======== DATA SHOWN ========
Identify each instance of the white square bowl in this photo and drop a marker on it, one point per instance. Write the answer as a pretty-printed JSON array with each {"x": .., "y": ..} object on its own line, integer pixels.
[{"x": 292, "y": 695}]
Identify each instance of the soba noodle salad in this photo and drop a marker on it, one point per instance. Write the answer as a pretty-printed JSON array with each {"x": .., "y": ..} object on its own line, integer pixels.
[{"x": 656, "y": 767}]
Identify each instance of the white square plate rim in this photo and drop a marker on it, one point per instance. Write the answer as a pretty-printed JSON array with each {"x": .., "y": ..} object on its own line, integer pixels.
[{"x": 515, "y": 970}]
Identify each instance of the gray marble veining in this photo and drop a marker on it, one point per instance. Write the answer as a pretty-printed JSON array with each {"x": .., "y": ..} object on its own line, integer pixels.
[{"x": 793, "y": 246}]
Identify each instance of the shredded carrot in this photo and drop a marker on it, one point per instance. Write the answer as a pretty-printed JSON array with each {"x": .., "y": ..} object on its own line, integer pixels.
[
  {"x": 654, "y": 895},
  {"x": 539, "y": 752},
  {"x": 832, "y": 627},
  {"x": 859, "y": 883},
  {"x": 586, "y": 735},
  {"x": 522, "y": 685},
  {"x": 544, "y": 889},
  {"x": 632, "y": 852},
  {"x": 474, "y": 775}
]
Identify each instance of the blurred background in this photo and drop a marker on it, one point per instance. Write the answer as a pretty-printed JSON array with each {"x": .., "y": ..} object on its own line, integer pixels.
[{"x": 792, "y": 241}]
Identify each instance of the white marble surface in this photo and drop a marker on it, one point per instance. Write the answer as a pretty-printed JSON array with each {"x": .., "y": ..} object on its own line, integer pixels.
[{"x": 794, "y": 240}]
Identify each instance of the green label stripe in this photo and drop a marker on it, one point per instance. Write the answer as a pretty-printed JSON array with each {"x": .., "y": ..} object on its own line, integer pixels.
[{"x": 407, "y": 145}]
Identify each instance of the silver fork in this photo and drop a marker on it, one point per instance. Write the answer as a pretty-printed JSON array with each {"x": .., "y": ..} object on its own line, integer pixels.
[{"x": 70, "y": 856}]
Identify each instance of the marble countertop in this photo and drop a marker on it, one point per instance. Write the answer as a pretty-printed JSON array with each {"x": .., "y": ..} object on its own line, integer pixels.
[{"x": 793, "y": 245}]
========
# EXERCISE DESCRIPTION:
Please print the whole listing above again, line for line, without changing anything.

# WORKED SOLUTION:
Identify each instance of the white square bowl in this photo and drop a marker on it, one point per instance. Write the answer as a pretty-printed JSON array with each {"x": .., "y": ..} object on its own line, integer pixels.
[{"x": 292, "y": 695}]
Identify each instance of the soba noodle salad in this photo and drop a marker on it, one point per instance. Write the answer as a pretty-printed JSON array with each {"x": .., "y": ..} object on its own line, integer pixels.
[{"x": 656, "y": 767}]
Identify each instance of the white square plate rim in this photo and drop a marker on it, one point per instance. Write the answer as a pretty-printed JSON array with each {"x": .., "y": ..} object on its own line, integer pixels.
[{"x": 515, "y": 970}]
Identify each instance of the gray marble veining in this photo and drop a marker on it, one point per instance. Write the answer as a pretty-printed JSON array with each {"x": .., "y": ..} object on its own line, integer pixels.
[{"x": 793, "y": 246}]
Identify each instance of the shredded carrot in this photo and drop a marker on it, one point per instance. Write the answer as a pretty-printed JSON array with each {"x": .., "y": ..} object on its own line, integer pixels.
[
  {"x": 654, "y": 895},
  {"x": 539, "y": 752},
  {"x": 832, "y": 627},
  {"x": 859, "y": 883},
  {"x": 586, "y": 735},
  {"x": 522, "y": 685},
  {"x": 544, "y": 889},
  {"x": 632, "y": 852},
  {"x": 474, "y": 775}
]
Identify each instance of the blurred background in this photo and drop a marker on it, one point per instance. Write the answer as a pretty-printed JSON array with each {"x": .., "y": ..} object on its own line, integer pixels.
[{"x": 792, "y": 241}]
Identify each instance of the white marble surface in this photo and drop a marker on it, one point per instance. Write the answer as a pretty-printed JSON array with each {"x": .., "y": ..} object on its own line, integer pixels.
[{"x": 794, "y": 240}]
Identify each instance of the green label stripe in this photo and drop a marker on it, one point per instance. Write the answer as a pretty-printed JSON array with each {"x": .., "y": ..} object on its own line, integer pixels.
[{"x": 407, "y": 145}]
Identify each instance of the silver fork in this photo and drop a marker on it, one point per instance. Write the answer as a pretty-printed JSON array with each {"x": .., "y": ..} object on its own line, integer pixels.
[{"x": 70, "y": 856}]
Identify each instance of the marble countertop in this photo and drop a marker on it, one point per instance. Write the answer as a pretty-printed JSON array with each {"x": .., "y": ..} object on its own line, integer pixels.
[{"x": 793, "y": 245}]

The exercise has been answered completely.